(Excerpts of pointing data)
*-*-*

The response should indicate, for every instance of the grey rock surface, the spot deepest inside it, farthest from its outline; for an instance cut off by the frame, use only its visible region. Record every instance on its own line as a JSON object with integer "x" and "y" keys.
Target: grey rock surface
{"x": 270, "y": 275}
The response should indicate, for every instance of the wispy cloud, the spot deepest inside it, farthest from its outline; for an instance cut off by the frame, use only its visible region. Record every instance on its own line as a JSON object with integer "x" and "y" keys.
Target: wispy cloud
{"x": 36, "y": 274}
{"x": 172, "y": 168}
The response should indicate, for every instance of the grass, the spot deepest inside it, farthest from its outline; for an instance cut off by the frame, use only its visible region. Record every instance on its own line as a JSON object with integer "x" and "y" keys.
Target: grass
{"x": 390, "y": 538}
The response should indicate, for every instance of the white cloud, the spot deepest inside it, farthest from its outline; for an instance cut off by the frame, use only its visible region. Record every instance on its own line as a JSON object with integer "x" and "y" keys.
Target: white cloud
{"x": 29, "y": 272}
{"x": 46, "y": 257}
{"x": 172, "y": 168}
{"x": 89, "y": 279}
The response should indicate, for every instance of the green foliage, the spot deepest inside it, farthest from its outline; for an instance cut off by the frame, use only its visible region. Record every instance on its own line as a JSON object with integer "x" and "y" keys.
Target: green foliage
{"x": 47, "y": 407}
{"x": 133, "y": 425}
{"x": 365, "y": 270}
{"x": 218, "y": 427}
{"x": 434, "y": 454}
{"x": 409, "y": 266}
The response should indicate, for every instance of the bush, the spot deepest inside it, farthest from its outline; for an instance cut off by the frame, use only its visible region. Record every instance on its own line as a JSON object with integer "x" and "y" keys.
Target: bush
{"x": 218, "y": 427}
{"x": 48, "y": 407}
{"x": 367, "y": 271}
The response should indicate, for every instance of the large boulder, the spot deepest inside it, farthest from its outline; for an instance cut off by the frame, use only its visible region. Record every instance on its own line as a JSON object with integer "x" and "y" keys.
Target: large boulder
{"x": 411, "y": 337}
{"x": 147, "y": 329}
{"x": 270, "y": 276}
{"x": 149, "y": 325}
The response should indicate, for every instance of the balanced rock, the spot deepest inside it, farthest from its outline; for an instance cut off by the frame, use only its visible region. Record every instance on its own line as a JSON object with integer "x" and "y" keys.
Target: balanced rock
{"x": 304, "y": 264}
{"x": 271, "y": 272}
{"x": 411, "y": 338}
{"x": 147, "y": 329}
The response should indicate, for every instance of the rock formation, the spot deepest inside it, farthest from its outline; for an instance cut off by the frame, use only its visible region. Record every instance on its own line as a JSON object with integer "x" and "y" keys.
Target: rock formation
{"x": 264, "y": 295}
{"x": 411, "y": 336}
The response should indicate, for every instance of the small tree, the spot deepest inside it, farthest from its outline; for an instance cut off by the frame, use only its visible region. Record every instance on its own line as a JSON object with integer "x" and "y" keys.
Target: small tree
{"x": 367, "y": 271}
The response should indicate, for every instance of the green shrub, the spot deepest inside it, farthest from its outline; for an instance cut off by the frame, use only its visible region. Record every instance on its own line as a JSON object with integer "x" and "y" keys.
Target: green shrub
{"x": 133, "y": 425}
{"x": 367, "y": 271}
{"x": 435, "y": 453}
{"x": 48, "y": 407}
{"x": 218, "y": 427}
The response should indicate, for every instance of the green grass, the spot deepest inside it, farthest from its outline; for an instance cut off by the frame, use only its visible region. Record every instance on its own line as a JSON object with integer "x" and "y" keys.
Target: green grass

*-*-*

◆ Exercise objective
The records above should all be quoted exactly, please.

◆ Correct answer
The response should indicate, for every instance of the grey rock surface, the spot deepest inside it, farthest from its outline; for an instance cut off by the frame, use only its visible region. Record every instance on its own line as a JSON object with integer "x" and "y" keys.
Target: grey rock surface
{"x": 270, "y": 275}
The response should indicate, for every instance of the wispy cloud, the spot deepest inside it, farthest from its outline; for an instance cut off by the frame, use only its visible region. Record every instance on its own line as a JSON object with integer "x" and "y" keys.
Target: wispy cloud
{"x": 36, "y": 274}
{"x": 172, "y": 168}
The response should indicate, for every instance of the grass, the spot deepest inside it, farthest from its outline; for an instance cut off by the frame, use only its visible region. Record every instance on its own line as a JSON object with integer "x" and "y" keys.
Target: grass
{"x": 390, "y": 538}
The response should indicate, for every instance of the white cloud, the spot deepest inside it, farthest from its outline; for an instance cut off by the frame, use only its visible region. Record every instance on its own line as a JSON object with integer "x" and "y" keys.
Target: white cloud
{"x": 29, "y": 272}
{"x": 46, "y": 257}
{"x": 172, "y": 168}
{"x": 89, "y": 279}
The response should indicate, for every instance of the green foliage, the spot deepest inside it, farthest from its outline; for an instance cut off by the frame, use only its visible region. Record every instance on its own line as a JSON object with integer "x" and "y" keys.
Target: green foliage
{"x": 47, "y": 407}
{"x": 133, "y": 425}
{"x": 365, "y": 270}
{"x": 218, "y": 427}
{"x": 434, "y": 454}
{"x": 409, "y": 266}
The response should indicate, for every instance of the bush, the spot deepest inside it, farthest from its outline; for an instance cut off by the frame, use only its visible region. Record every instance on its own line as a JSON object with integer "x" and "y" keys.
Target: bush
{"x": 218, "y": 427}
{"x": 48, "y": 407}
{"x": 367, "y": 271}
The response should indicate, for every instance of the large boulder, the spot deepest inside it, farthest from its outline; for an instance cut off by the frame, use only its visible region. Record every instance on its own line as a JSON object with integer "x" and "y" keys.
Target: large boulder
{"x": 411, "y": 337}
{"x": 147, "y": 329}
{"x": 270, "y": 276}
{"x": 149, "y": 325}
The response should indicate, for every instance of the balanced rock, the spot deepest inside it, farthest from its outline; for an instance cut off by the frame, use only its visible region. Record every instance on its own line as a JSON object with integer "x" and "y" keys.
Target: balanced rock
{"x": 304, "y": 264}
{"x": 271, "y": 272}
{"x": 411, "y": 338}
{"x": 147, "y": 329}
The response should indicate, for every instance of the rock formation, the spot deepest inside it, farthest from its outline; for an instance cut off by the frame, use only its visible region. Record every instance on its own line as a JSON object with integer "x" and "y" keys.
Target: rock formation
{"x": 264, "y": 295}
{"x": 411, "y": 336}
The response should indicate, for every instance of the small tree, the spot deepest inside it, farthest from its outline; for an instance cut off by the frame, use only its visible region. Record every instance on its own line as a JSON object with integer "x" and "y" keys.
Target: small tree
{"x": 367, "y": 271}
The response should indicate, for every instance of the green shrub, the spot deepest inside it, farthest from its outline; for an instance cut off by the frame, use only its visible region. Record every instance on its own line as a JSON object with integer "x" and "y" keys.
Target: green shrub
{"x": 133, "y": 425}
{"x": 367, "y": 271}
{"x": 435, "y": 453}
{"x": 48, "y": 407}
{"x": 218, "y": 427}
The response should indicate, for every instance of the green grass, the spot deepest inside it, farthest from its outline; for an instance cut off by the frame, use only its visible region. Record every instance on its own line as a JSON object with integer "x" and "y" keys.
Target: green grass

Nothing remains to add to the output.